[To do]
Render the lines of the material as a numbered list, starting at the line that contains "TARGET = tunnel opening" and continuing through the end of the material, both ends included. Leave out any blank lines.

(Entries from a pointing dataset)
-=-=-

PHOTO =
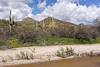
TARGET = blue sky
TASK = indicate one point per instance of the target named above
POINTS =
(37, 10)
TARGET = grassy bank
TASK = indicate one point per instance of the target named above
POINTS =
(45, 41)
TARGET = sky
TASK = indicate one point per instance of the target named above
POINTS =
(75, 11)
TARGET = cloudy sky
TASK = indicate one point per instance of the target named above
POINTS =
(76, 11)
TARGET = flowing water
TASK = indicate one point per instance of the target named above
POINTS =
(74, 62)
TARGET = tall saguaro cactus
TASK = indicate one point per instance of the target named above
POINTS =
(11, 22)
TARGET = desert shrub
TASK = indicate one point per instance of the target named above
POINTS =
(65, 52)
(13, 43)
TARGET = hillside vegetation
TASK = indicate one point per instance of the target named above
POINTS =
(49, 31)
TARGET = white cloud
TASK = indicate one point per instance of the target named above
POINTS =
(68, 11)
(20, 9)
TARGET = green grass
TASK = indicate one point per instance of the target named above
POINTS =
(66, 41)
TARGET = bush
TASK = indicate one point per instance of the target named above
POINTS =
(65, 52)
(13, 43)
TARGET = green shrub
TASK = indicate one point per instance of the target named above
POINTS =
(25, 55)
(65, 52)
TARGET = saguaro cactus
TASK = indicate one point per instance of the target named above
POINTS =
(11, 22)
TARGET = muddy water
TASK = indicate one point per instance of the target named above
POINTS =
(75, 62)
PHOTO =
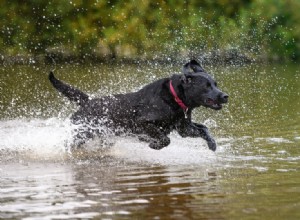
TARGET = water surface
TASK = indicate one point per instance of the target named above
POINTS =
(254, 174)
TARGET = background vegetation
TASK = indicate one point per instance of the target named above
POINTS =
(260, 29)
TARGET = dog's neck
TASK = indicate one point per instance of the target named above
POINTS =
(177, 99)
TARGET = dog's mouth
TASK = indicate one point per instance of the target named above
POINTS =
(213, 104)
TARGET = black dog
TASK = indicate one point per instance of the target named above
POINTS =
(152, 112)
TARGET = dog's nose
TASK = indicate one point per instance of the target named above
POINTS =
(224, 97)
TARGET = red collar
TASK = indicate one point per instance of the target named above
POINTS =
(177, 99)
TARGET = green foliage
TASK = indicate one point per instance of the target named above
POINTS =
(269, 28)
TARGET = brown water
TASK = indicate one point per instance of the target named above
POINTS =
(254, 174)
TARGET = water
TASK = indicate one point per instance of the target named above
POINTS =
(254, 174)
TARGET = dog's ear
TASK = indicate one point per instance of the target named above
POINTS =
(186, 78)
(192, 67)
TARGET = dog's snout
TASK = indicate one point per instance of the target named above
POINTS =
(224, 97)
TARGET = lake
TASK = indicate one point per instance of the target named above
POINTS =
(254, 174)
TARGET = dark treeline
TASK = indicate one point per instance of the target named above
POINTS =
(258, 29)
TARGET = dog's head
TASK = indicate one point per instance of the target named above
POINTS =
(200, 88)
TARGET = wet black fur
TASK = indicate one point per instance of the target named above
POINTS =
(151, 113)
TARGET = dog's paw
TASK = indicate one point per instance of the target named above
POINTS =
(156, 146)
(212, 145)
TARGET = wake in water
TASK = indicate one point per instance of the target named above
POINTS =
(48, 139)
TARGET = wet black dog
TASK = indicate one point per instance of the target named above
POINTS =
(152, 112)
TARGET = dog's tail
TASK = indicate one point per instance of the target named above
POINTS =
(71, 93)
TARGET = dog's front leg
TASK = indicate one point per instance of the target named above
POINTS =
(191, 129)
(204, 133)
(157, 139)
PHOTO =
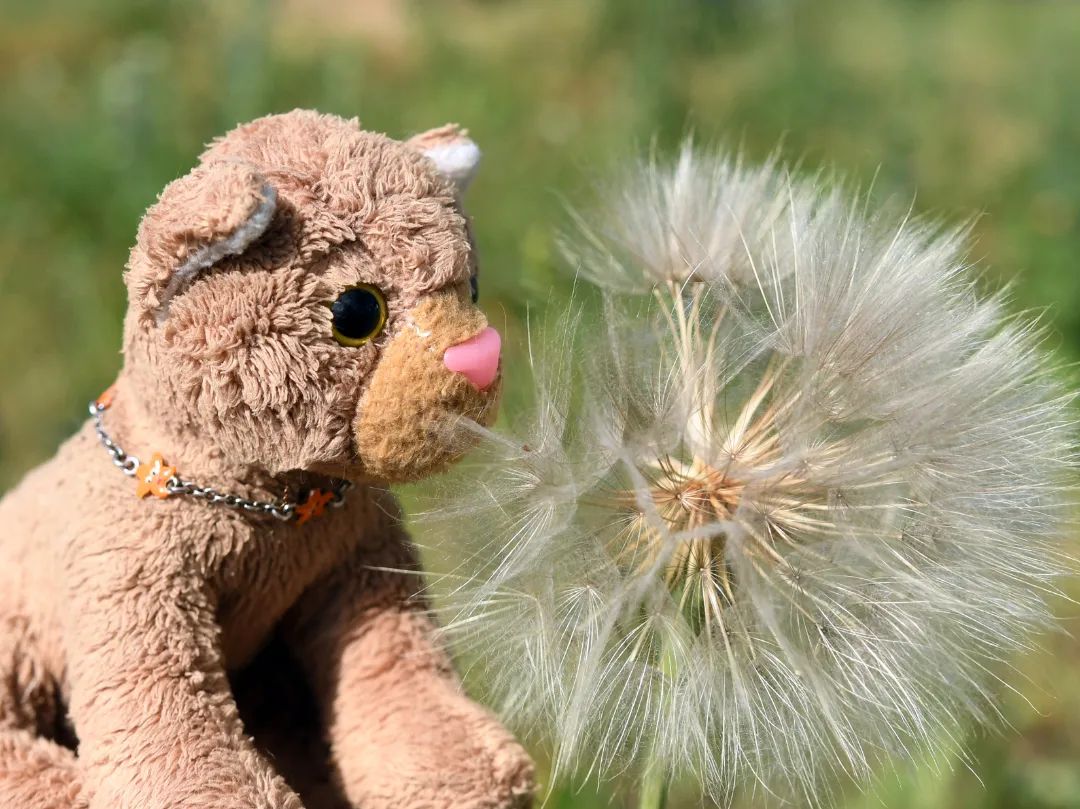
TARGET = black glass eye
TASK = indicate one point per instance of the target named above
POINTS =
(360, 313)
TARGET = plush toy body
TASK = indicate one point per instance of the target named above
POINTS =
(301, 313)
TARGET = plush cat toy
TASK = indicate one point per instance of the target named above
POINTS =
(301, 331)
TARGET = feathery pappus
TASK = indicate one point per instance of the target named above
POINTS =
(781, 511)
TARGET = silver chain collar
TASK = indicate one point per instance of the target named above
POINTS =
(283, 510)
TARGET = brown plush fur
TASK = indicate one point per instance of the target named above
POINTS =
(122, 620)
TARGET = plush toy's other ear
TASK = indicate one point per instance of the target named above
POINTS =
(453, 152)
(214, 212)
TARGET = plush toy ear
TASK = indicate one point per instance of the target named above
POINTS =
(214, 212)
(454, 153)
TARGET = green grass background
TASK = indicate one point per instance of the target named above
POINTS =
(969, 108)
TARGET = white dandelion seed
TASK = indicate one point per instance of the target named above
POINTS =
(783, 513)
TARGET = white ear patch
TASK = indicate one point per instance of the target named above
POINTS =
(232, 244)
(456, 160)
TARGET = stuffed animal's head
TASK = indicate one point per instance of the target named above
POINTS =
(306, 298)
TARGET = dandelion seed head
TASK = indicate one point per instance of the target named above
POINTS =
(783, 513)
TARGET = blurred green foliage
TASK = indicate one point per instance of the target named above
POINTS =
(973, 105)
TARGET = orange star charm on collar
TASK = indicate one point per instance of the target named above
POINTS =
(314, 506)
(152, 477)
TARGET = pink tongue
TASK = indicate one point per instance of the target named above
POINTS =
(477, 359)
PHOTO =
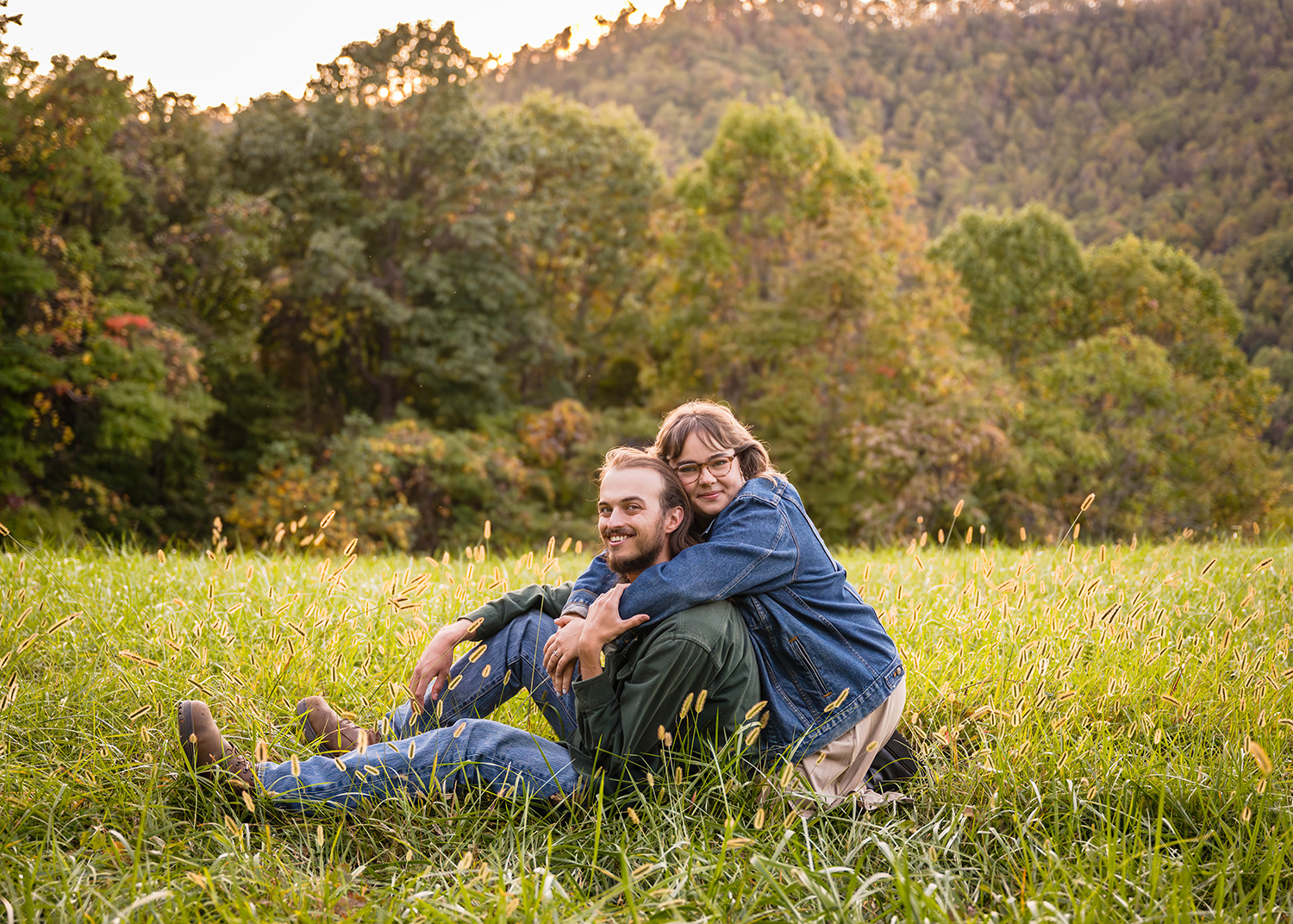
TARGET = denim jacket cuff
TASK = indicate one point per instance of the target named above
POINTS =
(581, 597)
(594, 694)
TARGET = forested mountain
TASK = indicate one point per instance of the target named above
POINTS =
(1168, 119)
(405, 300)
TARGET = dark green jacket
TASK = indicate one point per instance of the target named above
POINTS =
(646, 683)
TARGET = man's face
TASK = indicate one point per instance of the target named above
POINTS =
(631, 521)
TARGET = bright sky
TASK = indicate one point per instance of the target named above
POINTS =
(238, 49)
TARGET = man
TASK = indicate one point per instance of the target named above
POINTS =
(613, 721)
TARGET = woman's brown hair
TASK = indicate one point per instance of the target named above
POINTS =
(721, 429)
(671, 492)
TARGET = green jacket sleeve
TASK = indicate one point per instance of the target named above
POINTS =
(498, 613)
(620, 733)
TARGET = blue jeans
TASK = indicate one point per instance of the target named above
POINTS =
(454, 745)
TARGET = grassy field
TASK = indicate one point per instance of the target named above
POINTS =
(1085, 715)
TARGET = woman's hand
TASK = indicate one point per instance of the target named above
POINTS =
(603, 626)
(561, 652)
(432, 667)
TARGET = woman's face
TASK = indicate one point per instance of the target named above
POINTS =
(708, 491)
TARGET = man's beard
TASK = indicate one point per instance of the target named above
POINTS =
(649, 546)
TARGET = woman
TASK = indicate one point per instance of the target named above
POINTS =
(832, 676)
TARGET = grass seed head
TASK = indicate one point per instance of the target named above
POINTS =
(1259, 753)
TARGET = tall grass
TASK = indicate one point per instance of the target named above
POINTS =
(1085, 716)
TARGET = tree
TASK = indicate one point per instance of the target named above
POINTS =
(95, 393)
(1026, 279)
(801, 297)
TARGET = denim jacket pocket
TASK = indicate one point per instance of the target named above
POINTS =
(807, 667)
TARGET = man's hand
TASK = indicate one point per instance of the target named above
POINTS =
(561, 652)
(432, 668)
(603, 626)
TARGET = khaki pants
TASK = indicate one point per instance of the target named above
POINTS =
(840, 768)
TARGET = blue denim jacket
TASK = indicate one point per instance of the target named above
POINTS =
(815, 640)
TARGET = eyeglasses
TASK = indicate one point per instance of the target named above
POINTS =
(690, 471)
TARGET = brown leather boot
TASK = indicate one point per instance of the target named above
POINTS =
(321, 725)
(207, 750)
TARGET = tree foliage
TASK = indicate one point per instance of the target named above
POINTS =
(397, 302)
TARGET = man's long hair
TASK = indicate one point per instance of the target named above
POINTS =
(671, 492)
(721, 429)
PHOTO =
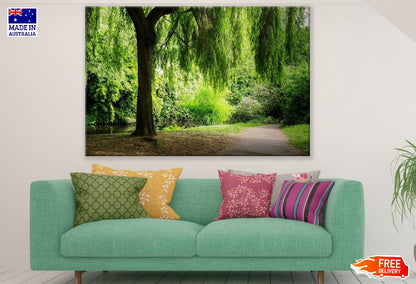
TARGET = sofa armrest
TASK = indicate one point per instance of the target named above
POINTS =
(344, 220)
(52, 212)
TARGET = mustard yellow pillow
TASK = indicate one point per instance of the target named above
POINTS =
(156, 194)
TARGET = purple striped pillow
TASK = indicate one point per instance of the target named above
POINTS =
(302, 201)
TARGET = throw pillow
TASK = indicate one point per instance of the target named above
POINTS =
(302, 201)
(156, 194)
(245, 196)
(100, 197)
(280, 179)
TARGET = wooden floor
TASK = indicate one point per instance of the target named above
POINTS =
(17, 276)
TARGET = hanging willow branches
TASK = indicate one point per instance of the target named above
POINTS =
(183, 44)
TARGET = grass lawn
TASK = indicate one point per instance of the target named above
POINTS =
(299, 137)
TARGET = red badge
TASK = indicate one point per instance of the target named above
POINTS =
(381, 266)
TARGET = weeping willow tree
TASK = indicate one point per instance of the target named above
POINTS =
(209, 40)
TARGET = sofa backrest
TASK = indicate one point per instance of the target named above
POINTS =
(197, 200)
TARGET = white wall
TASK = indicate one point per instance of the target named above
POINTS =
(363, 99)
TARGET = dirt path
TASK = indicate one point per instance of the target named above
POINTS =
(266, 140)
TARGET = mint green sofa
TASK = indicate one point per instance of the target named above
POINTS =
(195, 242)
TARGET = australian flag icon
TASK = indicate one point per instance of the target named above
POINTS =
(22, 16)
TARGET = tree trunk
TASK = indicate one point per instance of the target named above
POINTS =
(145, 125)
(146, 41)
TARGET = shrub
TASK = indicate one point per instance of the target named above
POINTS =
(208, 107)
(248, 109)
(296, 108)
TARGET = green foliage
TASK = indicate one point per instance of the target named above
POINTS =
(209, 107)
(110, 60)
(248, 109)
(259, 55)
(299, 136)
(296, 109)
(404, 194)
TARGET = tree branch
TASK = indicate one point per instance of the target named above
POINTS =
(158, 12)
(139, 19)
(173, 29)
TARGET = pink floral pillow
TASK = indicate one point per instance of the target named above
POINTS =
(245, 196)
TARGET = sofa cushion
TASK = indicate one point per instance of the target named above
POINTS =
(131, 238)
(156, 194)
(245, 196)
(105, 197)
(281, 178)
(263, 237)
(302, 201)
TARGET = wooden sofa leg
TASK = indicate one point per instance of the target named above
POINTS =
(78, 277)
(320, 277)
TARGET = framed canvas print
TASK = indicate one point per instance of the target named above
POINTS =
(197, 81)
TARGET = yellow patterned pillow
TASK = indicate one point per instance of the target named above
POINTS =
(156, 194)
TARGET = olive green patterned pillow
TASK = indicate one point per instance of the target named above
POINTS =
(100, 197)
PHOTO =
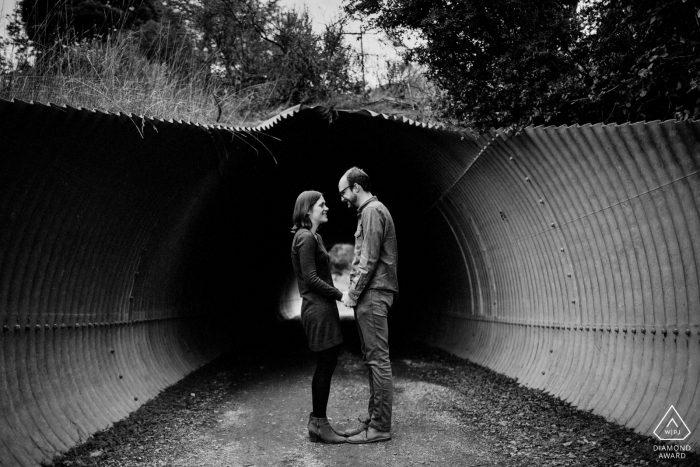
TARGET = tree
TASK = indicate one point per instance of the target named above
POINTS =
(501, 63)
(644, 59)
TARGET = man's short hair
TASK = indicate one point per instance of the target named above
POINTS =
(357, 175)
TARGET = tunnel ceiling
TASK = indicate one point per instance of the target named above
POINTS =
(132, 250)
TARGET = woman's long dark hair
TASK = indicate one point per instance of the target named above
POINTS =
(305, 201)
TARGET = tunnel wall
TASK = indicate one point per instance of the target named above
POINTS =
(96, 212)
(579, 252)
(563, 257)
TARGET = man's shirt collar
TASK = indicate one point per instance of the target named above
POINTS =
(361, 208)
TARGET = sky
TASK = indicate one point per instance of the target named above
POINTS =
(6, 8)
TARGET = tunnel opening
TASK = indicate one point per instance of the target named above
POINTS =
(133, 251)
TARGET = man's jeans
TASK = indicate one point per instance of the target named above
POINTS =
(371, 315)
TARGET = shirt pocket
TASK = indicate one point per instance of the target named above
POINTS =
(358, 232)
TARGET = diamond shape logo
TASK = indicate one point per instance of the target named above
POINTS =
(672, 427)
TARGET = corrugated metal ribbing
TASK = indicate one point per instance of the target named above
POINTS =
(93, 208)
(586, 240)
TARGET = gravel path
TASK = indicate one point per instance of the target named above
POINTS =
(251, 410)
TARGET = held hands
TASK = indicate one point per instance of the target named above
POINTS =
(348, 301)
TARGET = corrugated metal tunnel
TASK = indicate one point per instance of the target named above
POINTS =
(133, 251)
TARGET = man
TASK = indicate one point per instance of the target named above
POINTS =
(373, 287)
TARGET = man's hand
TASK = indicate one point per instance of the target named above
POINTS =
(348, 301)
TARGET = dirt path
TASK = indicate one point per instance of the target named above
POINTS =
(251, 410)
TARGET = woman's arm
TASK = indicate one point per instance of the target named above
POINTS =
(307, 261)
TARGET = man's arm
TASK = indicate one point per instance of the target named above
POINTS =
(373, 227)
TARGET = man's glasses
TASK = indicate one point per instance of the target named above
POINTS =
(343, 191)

-=-=-

[Result of this exercise]
1. TARGET = tunnel opening
2. TASK = indicate one point per instance of the target named above
3. POINTS =
4. (133, 251)
5. TARGET = man's jeans
6. TASK = indicate one point per instance of the target named above
7. POINTS =
8. (371, 315)
9. TARGET = shirt pocket
10. TASK = indicate one point per instance of the target named above
11. POINTS =
12. (358, 232)
13. TARGET = diamond shape logo
14. TASK = indicate one point per instance of the target named above
15. POINTS =
16. (672, 427)
17. TARGET = corrugated metal ribbing
18. TASK = indicate one point per instance of the target named above
19. POINTS =
20. (93, 208)
21. (586, 240)
22. TARGET = gravel path
23. TASK = indicate one point per instance of the target named above
24. POINTS =
25. (251, 410)
26. TARGET = held hands
27. TASK = indicate one point per instance of the target named above
28. POINTS =
29. (348, 301)
30. TARGET = corrugated metal tunnel
31. TASK = indicate one point per instance of the target named above
32. POINTS =
33. (133, 251)
34. TARGET = man
35. TASK = indicate one point per instance of the target named above
36. POINTS =
37. (373, 287)
38. TARGET = man's hand
39. TASK = indicate one point per instance of the target named above
40. POINTS =
41. (348, 301)
42. TARGET = dirt path
43. TASK = indicate one point per instance of the target named above
44. POINTS =
45. (251, 410)
46. TARGET = woman's arm
47. TASK = indicate one point per instance of the target named above
48. POINTS =
49. (307, 261)
50. TARGET = man's arm
51. TASK = indicate one point per instance of the target named above
52. POINTS =
53. (373, 227)
54. TARGET = man's glasses
55. TASK = indicate one point per instance of the target named above
56. POINTS =
57. (343, 191)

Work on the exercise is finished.